説明

コンクリート構造体の製造方法及び中空型枠

【課題】貫通管状体を備える中空型枠を用いたコンクリート構造体のさらなる軽量化を図ること。
【解決手段】中空型枠本体4の外周面の上下部に一対の透孔7a、7bを形成し、両透孔7a、7bを管状体5で連結して構成した中空型枠2を、コンクリート打設用の型枠1内に固定する。この中空型枠2の下部にコンクリートCを打設した後に、両透孔7a、7b及び管状体5にバイブレータVを通して中空型枠2の下側のコンクリートCを加振する。この加振後に、管状体5内へのコンクリートCの流入を妨げる閉塞部材を設け、規定量までコンクリートCを打設する。この閉塞部材として、管状体5に挿入する挿入部材14や両透孔7a、7bを塞ぐベルト部材17を採用できる。このように閉塞部材で管状体5内へのコンクリートCの流入を妨げるようにすることにより、その分だけコンクリート構造体の軽量化を図ることができる。

【発明の詳細な説明】
【技術分野】
【0001】
この発明は、内部に中空部を形成したコンクリート構造体の製造方法、及び、このコンクリート構造体の製造に用いられる中空型枠に関する。
【背景技術】
【0002】
コンクリート床板等のコンクリート構造体には、荷重負荷に対する十分な強度と、このコンクリート構造体を使用した建物等の構造体にかかる負荷を軽減するための軽量化との両立が要求される。これらの要求を満たすべく、特許文献1に示すように、型枠内の所定位置に内部が空洞の中空型枠を設けた後にコンクリートを打設し、この中空型枠によってコンクリートが入り込まない空洞部を形成したコンクリート構造体が実用化されている。このコンクリート構造体は、前記空洞部の分だけ軽量化を図ることができるとともに、型枠内の隅々にコンクリートが充填されて規定肉厚(かぶり厚)が確保されることによって所定の強度が発揮される。

### データ行
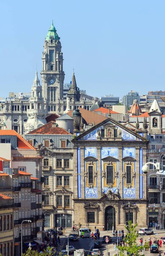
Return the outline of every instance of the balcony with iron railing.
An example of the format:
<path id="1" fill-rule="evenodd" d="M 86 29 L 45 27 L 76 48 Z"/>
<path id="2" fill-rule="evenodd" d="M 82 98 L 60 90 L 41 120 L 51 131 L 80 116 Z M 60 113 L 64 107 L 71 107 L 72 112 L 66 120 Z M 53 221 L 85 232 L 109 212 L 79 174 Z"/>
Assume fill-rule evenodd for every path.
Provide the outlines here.
<path id="1" fill-rule="evenodd" d="M 11 186 L 0 186 L 0 192 L 2 193 L 2 191 L 5 190 L 12 190 Z"/>

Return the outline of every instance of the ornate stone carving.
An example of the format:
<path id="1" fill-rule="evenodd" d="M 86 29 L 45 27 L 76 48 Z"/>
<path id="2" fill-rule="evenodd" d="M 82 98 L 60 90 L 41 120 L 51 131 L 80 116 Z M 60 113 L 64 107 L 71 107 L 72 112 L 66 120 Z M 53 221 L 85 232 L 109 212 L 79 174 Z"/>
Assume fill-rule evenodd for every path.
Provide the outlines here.
<path id="1" fill-rule="evenodd" d="M 92 202 L 90 202 L 89 203 L 86 203 L 84 205 L 84 208 L 90 207 L 98 208 L 99 207 L 99 206 L 98 204 L 95 203 L 92 203 Z"/>

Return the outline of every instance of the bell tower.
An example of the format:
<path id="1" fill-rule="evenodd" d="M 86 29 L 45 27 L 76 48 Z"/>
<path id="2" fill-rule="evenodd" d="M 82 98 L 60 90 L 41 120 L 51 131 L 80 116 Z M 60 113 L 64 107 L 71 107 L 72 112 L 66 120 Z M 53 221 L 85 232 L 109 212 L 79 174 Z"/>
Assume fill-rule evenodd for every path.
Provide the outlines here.
<path id="1" fill-rule="evenodd" d="M 44 102 L 47 102 L 48 111 L 51 109 L 56 111 L 57 102 L 63 96 L 64 73 L 60 39 L 52 20 L 44 42 L 41 72 L 42 96 Z"/>

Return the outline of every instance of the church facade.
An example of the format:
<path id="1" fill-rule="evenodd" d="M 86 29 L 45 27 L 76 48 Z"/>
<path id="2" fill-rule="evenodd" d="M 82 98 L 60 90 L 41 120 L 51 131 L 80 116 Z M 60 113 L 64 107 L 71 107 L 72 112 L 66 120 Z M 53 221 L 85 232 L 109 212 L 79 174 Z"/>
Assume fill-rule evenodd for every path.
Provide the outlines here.
<path id="1" fill-rule="evenodd" d="M 76 224 L 89 224 L 92 230 L 104 224 L 106 230 L 119 230 L 131 220 L 137 228 L 147 227 L 146 176 L 142 170 L 146 131 L 135 132 L 109 118 L 77 132 L 72 141 Z"/>
<path id="2" fill-rule="evenodd" d="M 40 88 L 42 88 L 42 92 L 40 93 L 39 96 L 38 94 L 37 96 L 36 95 L 35 97 L 32 95 L 30 100 L 29 97 L 26 97 L 23 94 L 16 97 L 6 98 L 4 102 L 0 104 L 0 129 L 13 129 L 18 133 L 23 134 L 25 127 L 30 127 L 31 125 L 31 130 L 33 126 L 34 129 L 36 129 L 39 127 L 39 123 L 43 122 L 42 124 L 44 124 L 43 119 L 47 116 L 52 113 L 62 114 L 67 108 L 67 101 L 68 106 L 70 106 L 68 111 L 75 110 L 78 107 L 89 109 L 93 102 L 84 96 L 81 96 L 76 84 L 74 73 L 69 90 L 68 98 L 67 100 L 63 99 L 64 73 L 60 39 L 52 21 L 46 36 L 42 52 L 42 69 L 41 72 L 42 87 L 38 86 L 40 84 L 39 84 L 39 81 L 38 76 L 38 81 L 37 84 L 36 83 L 37 90 L 40 90 Z M 34 80 L 35 79 L 36 77 Z M 35 90 L 34 83 L 32 92 L 34 92 Z M 39 105 L 36 103 L 38 101 Z M 34 110 L 32 110 L 32 107 Z M 28 122 L 28 124 L 26 125 L 28 119 L 33 117 L 31 114 L 33 112 L 35 112 L 35 114 L 37 112 L 37 116 L 34 117 L 33 124 L 31 120 Z M 39 112 L 41 114 L 38 115 Z M 42 117 L 42 122 L 39 120 L 39 119 Z"/>

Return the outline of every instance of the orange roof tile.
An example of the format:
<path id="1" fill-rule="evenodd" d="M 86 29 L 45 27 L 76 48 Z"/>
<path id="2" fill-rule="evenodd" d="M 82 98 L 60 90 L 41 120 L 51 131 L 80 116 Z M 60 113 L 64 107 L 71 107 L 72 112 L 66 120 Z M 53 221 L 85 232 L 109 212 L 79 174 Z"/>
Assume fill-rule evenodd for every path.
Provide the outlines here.
<path id="1" fill-rule="evenodd" d="M 93 111 L 99 111 L 101 112 L 101 113 L 107 113 L 107 114 L 109 113 L 109 110 L 108 108 L 103 108 L 103 107 L 101 107 L 98 108 L 97 108 L 97 109 L 95 109 Z M 115 111 L 113 111 L 113 110 L 110 110 L 110 114 L 119 114 L 119 113 L 117 112 L 116 112 Z"/>
<path id="2" fill-rule="evenodd" d="M 0 157 L 0 161 L 11 161 L 8 159 L 6 159 L 6 158 L 3 158 L 3 157 Z"/>
<path id="3" fill-rule="evenodd" d="M 78 108 L 78 109 L 81 114 L 83 118 L 87 124 L 95 123 L 95 125 L 98 125 L 107 119 L 106 116 L 99 115 L 94 112 L 87 110 L 84 108 Z M 70 111 L 67 113 L 67 114 L 72 117 L 73 111 Z"/>
<path id="4" fill-rule="evenodd" d="M 9 175 L 7 173 L 6 173 L 6 172 L 0 172 L 0 176 L 9 176 Z"/>
<path id="5" fill-rule="evenodd" d="M 148 112 L 145 112 L 143 114 L 140 115 L 140 116 L 129 116 L 129 117 L 149 117 L 149 116 L 148 114 Z"/>
<path id="6" fill-rule="evenodd" d="M 28 134 L 70 134 L 69 133 L 61 127 L 52 127 L 52 124 L 54 123 L 54 121 L 51 121 L 41 126 L 39 128 L 35 129 L 31 131 Z"/>
<path id="7" fill-rule="evenodd" d="M 4 195 L 4 194 L 1 194 L 0 193 L 0 200 L 2 199 L 12 199 L 12 198 L 8 196 L 8 195 Z"/>
<path id="8" fill-rule="evenodd" d="M 22 149 L 33 149 L 36 148 L 31 145 L 25 139 L 14 130 L 0 130 L 0 135 L 14 135 L 17 137 L 19 148 Z"/>

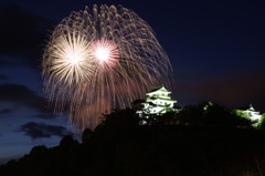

### 作業内容
コンクリート構造体の文書を、一字一句変えずに全文出力すること。 これらの行は、コンクリート構造体の文書とは関係がない。

### 結果
説明

コンクリート構造体の製造方法及び中空型枠

【課題】貫通管状体を備える中空型枠を用いたコンクリート構造体のさらなる軽量化を図ること。
【解決手段】中空型枠本体4の外周面の上下部に一対の透孔7a、7bを形成し、両透孔7a、7bを管状体5で連結して構成した中空型枠2を、コンクリート打設用の型枠1内に固定する。この中空型枠2の下部にコンクリートCを打設した後に、両透孔7a、7b及び管状体5にバイブレータVを通して中空型枠2の下側のコンクリートCを加振する。この加振後に、管状体5内へのコンクリートCの流入を妨げる閉塞部材を設け、規定量までコンクリートCを打設する。この閉塞部材として、管状体5に挿入する挿入部材14や両透孔7a、7bを塞ぐベルト部材17を採用できる。このように閉塞部材で管状体5内へのコンクリートCの流入を妨げるようにすることにより、その分だけコンクリート構造体の軽量化を図ることができる。

【発明の詳細な説明】
【技術分野】
【0001】
この発明は、内部に中空部を形成したコンクリート構造体の製造方法、及び、このコンクリート構造体の製造に用いられる中空型枠に関する。
【背景技術】
【0002】
コンクリート床板等のコンクリート構造体には、荷重負荷に対する十分な強度と、このコンクリート構造体を使用した建物等の構造体にかかる負荷を軽減するための軽量化との両立が要求される。これらの要求を満たすべく、特許文献1に示すように、型枠内の所定位置に内部が空洞の中空型枠を設けた後にコンクリートを打設し、この中空型枠によってコンクリートが入り込まない空洞部を形成したコンクリート構造体が実用化されている。このコンクリート構造体は、前記空洞部の分だけ軽量化を図ることができるとともに、型枠内の隅々にコンクリートが充填されて規定肉厚(かぶり厚)が確保されることによって所定の強度が発揮される。